* [Problem description]: Copy the section of the text on Singapore's Central Provident Fund starting with "In 1968, the" and going on through "Development Bank, n.d.).", and replace "government flats" with "public housing flats".

* [Excerpt provided]:

%%

The Central Provident Fund
Singapore’s exponential growth after establishment of CPF
Prime Minister Lee Kuan Yew recognized the potential of the existing Central Provident Fund (CPF), established in 1955 during British colonial rule, as a tool to address economic challenges. The Fund was originally designed as a compulsory savings scheme for retirement, the CPF required contributions from both employers and employees. Unlike traditional social security systems funded by taxes, the CPF allowed individuals to own and control their savings, providing flexibility in how funds were utilized. This structure enabled citizens to manage their accounts while also engaging with private banking institutions.
In 1968, the government expanded the CPF’s scope to include housing, permitting withdrawals for the purchase of government flats. This policy not only addressed housing shortages but also fostered social stability and economic growth. Over time, the CPF’s functions further extended to cover healthcare and education, ensuring that citizens’ basic needs were met and allowing them to focus on personal development and community engagement. These strategic expansions of the CPF were instrumental in transforming Singapore’s economy and enhancing the well-being of its population (Asian Development Bank, n.d.).

%%

* [Source data]:
%%

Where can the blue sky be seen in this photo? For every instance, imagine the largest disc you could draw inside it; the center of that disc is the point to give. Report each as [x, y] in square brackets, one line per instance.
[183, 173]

%%

* [Answer section]:
In 1968, the government expanded the CPF’s scope to include housing, permitting withdrawals for the purchase of public housing flats. This policy not only addressed housing shortages but also fostered social stability and economic growth. Over time, the CPF’s functions further extended to cover healthcare and education, ensuring that citizens’ basic needs were met and allowing them to focus on personal development and community engagement. These strategic expansions of the CPF were instrumental in transforming Singapore’s economy and enhancing the well-being of its population (Asian Development Bank, n.d.).